--- start ---

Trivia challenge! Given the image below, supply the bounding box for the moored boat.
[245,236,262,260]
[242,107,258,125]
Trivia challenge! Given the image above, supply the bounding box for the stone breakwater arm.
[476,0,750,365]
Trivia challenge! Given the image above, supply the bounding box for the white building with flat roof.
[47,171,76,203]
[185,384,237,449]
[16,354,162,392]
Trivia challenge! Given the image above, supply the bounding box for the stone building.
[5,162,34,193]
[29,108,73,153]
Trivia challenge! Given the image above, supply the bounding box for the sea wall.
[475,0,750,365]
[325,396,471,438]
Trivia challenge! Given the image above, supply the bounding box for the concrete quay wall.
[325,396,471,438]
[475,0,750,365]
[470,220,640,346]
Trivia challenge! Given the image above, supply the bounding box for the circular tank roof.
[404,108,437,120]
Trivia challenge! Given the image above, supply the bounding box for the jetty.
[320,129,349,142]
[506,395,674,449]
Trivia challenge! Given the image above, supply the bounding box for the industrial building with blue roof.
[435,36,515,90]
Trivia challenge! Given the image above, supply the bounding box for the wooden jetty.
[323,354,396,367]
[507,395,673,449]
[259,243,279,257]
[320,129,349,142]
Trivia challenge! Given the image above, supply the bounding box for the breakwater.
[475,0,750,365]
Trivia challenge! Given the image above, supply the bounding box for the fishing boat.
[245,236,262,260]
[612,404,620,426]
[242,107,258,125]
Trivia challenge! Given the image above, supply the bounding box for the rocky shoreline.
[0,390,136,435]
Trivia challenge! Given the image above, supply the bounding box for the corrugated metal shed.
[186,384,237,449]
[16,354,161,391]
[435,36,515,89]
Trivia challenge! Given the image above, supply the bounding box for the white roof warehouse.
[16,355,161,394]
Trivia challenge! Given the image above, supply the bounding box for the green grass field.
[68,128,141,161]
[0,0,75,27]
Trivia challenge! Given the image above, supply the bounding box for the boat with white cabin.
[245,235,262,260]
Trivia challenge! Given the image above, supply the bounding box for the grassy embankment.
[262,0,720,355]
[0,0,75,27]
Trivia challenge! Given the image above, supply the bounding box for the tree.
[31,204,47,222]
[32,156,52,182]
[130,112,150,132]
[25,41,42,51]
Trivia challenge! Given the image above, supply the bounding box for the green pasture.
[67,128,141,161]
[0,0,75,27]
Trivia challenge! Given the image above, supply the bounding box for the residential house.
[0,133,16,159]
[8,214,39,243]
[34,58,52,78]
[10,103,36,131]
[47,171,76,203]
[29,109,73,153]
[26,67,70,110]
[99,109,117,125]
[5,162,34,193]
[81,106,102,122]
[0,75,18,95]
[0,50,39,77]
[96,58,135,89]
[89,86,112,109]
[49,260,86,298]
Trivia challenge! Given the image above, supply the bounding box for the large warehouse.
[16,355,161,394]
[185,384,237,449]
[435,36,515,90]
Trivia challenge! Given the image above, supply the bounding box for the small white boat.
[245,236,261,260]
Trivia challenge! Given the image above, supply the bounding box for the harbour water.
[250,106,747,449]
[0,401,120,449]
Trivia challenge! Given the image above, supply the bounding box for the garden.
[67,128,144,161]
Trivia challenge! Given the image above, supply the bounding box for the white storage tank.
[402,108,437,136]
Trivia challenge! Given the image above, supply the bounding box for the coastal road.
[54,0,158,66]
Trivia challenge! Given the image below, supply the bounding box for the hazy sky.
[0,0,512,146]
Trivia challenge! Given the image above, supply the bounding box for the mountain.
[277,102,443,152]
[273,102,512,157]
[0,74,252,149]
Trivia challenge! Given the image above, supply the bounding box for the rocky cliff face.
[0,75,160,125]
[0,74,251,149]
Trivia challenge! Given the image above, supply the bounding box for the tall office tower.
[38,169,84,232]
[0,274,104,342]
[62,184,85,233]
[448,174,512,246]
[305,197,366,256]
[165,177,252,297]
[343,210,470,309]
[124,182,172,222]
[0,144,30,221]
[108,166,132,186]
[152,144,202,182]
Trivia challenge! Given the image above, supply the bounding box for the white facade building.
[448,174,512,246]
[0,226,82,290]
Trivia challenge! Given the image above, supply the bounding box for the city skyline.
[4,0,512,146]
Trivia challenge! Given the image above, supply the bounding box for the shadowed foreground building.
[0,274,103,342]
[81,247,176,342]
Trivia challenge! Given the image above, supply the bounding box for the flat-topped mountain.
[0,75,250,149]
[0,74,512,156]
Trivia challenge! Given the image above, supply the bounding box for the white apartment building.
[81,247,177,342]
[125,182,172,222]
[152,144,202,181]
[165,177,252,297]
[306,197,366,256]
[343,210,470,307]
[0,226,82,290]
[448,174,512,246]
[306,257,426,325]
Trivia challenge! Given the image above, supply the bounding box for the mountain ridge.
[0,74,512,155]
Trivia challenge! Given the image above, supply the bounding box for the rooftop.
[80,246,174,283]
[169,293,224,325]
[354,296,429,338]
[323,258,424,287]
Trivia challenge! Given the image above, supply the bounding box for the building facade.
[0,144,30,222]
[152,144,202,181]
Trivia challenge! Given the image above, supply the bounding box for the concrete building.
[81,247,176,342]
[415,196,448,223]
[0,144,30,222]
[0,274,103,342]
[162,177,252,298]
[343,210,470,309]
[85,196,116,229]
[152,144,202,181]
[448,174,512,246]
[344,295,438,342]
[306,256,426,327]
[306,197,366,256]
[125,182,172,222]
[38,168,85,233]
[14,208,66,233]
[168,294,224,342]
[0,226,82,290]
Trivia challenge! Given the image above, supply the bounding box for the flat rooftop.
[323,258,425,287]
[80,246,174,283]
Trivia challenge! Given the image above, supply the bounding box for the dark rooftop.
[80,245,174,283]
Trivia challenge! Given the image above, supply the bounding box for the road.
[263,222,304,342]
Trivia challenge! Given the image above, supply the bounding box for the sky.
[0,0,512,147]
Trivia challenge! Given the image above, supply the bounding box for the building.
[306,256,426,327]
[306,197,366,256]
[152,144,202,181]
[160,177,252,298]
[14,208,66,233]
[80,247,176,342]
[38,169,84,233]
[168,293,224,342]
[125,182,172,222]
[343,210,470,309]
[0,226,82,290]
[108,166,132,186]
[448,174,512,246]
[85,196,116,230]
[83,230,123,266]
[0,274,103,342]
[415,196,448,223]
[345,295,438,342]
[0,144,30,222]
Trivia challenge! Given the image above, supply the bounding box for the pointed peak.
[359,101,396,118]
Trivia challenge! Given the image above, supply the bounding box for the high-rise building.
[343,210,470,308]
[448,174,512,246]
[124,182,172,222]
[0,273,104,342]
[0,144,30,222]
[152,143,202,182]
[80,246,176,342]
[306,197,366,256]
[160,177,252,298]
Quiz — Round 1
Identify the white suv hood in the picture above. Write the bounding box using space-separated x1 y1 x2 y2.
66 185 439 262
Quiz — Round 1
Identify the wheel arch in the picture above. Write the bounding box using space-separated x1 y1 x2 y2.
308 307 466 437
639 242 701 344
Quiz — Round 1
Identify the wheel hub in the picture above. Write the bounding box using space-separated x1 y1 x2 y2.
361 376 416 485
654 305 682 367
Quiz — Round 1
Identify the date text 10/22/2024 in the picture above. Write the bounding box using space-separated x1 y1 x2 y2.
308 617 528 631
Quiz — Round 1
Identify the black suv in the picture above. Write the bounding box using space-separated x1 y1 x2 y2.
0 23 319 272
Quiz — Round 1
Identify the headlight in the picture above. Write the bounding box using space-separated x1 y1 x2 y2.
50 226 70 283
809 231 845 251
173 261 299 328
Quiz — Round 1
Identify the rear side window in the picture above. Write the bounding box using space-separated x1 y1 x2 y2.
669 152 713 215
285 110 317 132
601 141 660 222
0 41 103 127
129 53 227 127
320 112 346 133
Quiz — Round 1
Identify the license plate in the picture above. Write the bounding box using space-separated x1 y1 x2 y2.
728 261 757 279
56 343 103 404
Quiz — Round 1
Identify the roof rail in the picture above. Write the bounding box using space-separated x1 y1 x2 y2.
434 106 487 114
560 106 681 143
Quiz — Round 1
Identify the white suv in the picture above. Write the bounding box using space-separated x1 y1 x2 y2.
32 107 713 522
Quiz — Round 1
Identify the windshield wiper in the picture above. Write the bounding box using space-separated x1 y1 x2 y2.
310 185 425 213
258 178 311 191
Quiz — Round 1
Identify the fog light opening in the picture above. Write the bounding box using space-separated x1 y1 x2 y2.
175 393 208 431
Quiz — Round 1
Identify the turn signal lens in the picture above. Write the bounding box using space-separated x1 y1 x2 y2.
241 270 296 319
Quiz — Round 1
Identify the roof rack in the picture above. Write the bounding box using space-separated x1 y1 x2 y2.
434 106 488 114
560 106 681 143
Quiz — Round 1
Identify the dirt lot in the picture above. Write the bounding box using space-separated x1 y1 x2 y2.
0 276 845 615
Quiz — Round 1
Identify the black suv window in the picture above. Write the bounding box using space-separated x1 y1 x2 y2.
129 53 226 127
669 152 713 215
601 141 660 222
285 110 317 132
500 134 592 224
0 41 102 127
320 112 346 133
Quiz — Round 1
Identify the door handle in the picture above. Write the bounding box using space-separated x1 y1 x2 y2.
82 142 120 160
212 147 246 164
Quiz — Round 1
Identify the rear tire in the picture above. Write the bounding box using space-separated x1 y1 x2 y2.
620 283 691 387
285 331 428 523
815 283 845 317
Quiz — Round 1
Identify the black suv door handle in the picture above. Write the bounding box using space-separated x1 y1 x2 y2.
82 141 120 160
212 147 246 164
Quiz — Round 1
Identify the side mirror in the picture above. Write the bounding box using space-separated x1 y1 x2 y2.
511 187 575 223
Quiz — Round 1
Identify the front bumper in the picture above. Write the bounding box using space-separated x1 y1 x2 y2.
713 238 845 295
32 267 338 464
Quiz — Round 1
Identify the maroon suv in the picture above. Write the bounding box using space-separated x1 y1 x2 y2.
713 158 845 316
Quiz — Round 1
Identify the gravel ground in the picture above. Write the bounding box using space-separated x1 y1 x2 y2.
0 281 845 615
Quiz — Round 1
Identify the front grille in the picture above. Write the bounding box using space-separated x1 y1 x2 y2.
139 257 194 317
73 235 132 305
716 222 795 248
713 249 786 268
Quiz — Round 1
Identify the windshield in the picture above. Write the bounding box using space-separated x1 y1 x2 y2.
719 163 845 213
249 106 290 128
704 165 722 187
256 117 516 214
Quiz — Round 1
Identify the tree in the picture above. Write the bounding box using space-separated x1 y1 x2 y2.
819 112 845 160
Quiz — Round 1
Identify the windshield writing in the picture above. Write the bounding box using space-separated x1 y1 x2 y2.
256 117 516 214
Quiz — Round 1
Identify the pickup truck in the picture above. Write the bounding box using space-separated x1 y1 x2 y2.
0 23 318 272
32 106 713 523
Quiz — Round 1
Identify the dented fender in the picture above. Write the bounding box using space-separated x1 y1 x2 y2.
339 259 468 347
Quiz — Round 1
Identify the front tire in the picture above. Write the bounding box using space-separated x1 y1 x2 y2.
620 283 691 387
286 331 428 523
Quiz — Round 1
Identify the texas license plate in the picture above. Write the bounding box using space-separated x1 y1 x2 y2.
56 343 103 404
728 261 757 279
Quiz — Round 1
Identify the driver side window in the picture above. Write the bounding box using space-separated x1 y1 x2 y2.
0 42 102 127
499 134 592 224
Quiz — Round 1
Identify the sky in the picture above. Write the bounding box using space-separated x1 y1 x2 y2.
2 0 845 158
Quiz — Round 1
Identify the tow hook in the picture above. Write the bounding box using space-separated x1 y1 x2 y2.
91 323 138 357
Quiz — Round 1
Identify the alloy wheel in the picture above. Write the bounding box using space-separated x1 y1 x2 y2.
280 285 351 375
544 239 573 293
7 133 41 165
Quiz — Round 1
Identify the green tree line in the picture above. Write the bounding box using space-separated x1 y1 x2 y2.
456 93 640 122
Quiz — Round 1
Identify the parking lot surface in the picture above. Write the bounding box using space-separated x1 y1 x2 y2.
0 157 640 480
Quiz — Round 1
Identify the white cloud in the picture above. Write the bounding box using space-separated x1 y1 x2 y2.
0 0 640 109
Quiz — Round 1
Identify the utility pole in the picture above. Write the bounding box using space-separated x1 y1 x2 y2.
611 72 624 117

--- end ---

#### Work to complete
Locate every line in the items above that contains the string "stone", and copy each such line.

#### Answer to the task
Trivia challenge! Given the image above, supply the bounding box for the stone breakwater arm.
Trivia challenge! Given the image above, supply the bounding box for the stone building.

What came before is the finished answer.